# DATA FOR THIS TASK start

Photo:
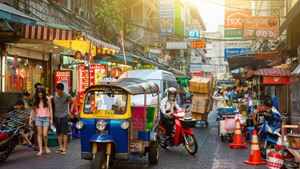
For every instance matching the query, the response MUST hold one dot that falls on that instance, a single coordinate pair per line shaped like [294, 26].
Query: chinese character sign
[261, 28]
[166, 17]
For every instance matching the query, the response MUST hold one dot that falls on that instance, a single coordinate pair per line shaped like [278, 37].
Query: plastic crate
[186, 124]
[227, 110]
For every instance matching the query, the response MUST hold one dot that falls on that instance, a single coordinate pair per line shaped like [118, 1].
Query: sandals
[58, 151]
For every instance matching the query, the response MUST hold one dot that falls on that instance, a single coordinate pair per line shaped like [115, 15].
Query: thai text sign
[233, 18]
[235, 51]
[261, 28]
[199, 44]
[166, 17]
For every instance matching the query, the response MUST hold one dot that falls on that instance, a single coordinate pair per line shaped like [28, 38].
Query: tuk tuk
[112, 129]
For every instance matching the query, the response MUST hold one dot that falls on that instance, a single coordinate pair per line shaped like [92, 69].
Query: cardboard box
[200, 85]
[198, 116]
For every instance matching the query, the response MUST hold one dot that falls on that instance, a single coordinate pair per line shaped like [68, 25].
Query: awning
[278, 72]
[14, 15]
[296, 71]
[68, 37]
[291, 17]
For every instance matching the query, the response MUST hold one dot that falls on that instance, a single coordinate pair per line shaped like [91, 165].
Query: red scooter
[183, 133]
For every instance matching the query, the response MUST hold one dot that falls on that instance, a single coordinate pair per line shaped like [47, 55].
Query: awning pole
[124, 54]
[89, 64]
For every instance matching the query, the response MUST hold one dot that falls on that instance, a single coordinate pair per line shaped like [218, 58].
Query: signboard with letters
[176, 45]
[166, 17]
[261, 27]
[199, 44]
[235, 51]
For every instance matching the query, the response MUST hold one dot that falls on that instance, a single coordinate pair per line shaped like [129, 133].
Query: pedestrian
[43, 118]
[19, 107]
[61, 102]
[32, 118]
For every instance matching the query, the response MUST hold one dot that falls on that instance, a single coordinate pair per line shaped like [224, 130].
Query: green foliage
[110, 18]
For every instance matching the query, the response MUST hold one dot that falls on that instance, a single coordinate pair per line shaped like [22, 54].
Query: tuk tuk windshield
[103, 103]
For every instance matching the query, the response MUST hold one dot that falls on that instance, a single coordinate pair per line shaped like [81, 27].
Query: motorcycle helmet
[171, 93]
[268, 102]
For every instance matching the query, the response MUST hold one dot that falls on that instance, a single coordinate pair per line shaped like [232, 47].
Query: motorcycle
[267, 134]
[183, 133]
[10, 133]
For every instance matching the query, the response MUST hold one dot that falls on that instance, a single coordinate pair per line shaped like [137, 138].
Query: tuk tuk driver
[167, 107]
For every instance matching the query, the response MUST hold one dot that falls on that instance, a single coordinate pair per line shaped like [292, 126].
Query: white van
[162, 78]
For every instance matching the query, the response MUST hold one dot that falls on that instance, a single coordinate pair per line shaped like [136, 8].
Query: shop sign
[194, 34]
[233, 33]
[64, 77]
[261, 28]
[276, 80]
[166, 17]
[235, 51]
[97, 72]
[196, 59]
[176, 45]
[238, 44]
[233, 18]
[199, 44]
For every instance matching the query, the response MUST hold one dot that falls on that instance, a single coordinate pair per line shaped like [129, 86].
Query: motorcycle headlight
[125, 125]
[79, 125]
[100, 125]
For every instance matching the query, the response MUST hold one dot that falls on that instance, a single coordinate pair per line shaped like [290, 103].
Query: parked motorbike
[10, 132]
[183, 133]
[267, 133]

# DATA FOR THIS TASK end

TASK DETAILS —
Repeat all of the entries word for word, but omit the pictures.

EXERCISE OUTPUT —
Photo:
For every instance matching the query, the response MUST hold one dot that falls on that instance, a single coordinate pair per line shaped like [294, 26].
Query: chinese character sign
[261, 28]
[166, 17]
For every instance matching the query, the response MUST hold one dot that falls on that instance, a single coordinate pair per line shaped like [278, 37].
Query: plastic crate
[186, 124]
[227, 110]
For every instance matching the query, the response MUST hold one dot that falls on that instance, a single coordinate pair per line shaped like [118, 1].
Query: sandals
[58, 151]
For every instance matching the query, the response MUST hold one dot that falls on that instance, a single coordinate pair per line shaped like [115, 15].
Query: thai text sign
[233, 18]
[235, 51]
[261, 28]
[199, 44]
[166, 17]
For every instance matching the query, the response MUST hold one dot that falls on that instance, a single coordinate pair per line shaped like [28, 38].
Query: tuk tuk
[112, 129]
For every instance matching the query, the response MUST hold one dot that falls on that instance, a single coordinate pair per line shaped like [92, 69].
Query: cardboard box
[200, 85]
[198, 116]
For every instance matching the query, the response MUST hold one dot that falls on that instance, a single coordinate pair per line shaped like [68, 25].
Query: awning
[278, 72]
[14, 15]
[296, 71]
[68, 37]
[291, 17]
For every instance matching the query, the response MUST hold one dot that falls on that instance, a single coordinate pair per line shaped like [91, 165].
Query: red scooter
[183, 133]
For every instance matching the query, the response MUST hold one dot that falls on that instance, a single coordinate pair per line shaped like [47, 55].
Query: awning pole
[124, 54]
[89, 64]
For every instance matching the query, the response MUST hold one dot that falls on that instance, a single coordinate pair per line shaped like [218, 58].
Query: signboard with letters
[176, 45]
[166, 17]
[261, 27]
[199, 44]
[235, 51]
For every instance matching the query, the response MUST hold one dot that falls on that instance, a single coordinate pair per line shaped like [129, 133].
Query: pedestrian
[43, 118]
[19, 107]
[61, 102]
[32, 118]
For every instance matching the query, the response MUST hold one dot that falls on that instance, a single coordinate pair per line shaped like [224, 130].
Query: green foliage
[110, 18]
For every instance matching the query, the response MUST hold one dot that falls on that instance, a single coordinate pair per line shaped like [22, 54].
Query: tuk tuk windshield
[103, 103]
For every instance matching the query, the response MUST hold one dot that falls on that instance, a single coordinate pair per line shaped like [81, 27].
Query: motorcycle helmet
[171, 93]
[268, 102]
For every instance matching the query, the response MUST hold one dot that falls on that instance, a single coordinate pair per line shaped like [232, 47].
Query: motorcycle
[267, 134]
[183, 133]
[10, 133]
For every instance matching the query, the response MUST hold one dot that falls on that instance, a single coordinate pair per line shaped like [137, 138].
Query: tuk tuk driver
[167, 107]
For every instance matching the query, the response MUST hold one dot that falls on that instance, a single coordinate pair per line shaped like [292, 126].
Query: white van
[162, 78]
For every instance matching the query, the response MUST hold one dot that falls on that instance, a single coordinate pair per line shaped like [136, 8].
Query: shop sign
[194, 34]
[233, 33]
[64, 77]
[261, 28]
[276, 80]
[166, 17]
[235, 51]
[97, 72]
[196, 59]
[176, 45]
[238, 44]
[233, 18]
[199, 44]
For every instance matching the query, the response MUST hold one dot that falls on that instance, a single coordinate pair per line shaped like [129, 86].
Query: motorcycle headlight
[125, 125]
[79, 125]
[100, 125]
For every instance matching the query, the response MUST hold one dot that falls on that instance, a single coordinate pair per line shaped like [290, 103].
Query: parked motorbike
[10, 132]
[183, 133]
[267, 133]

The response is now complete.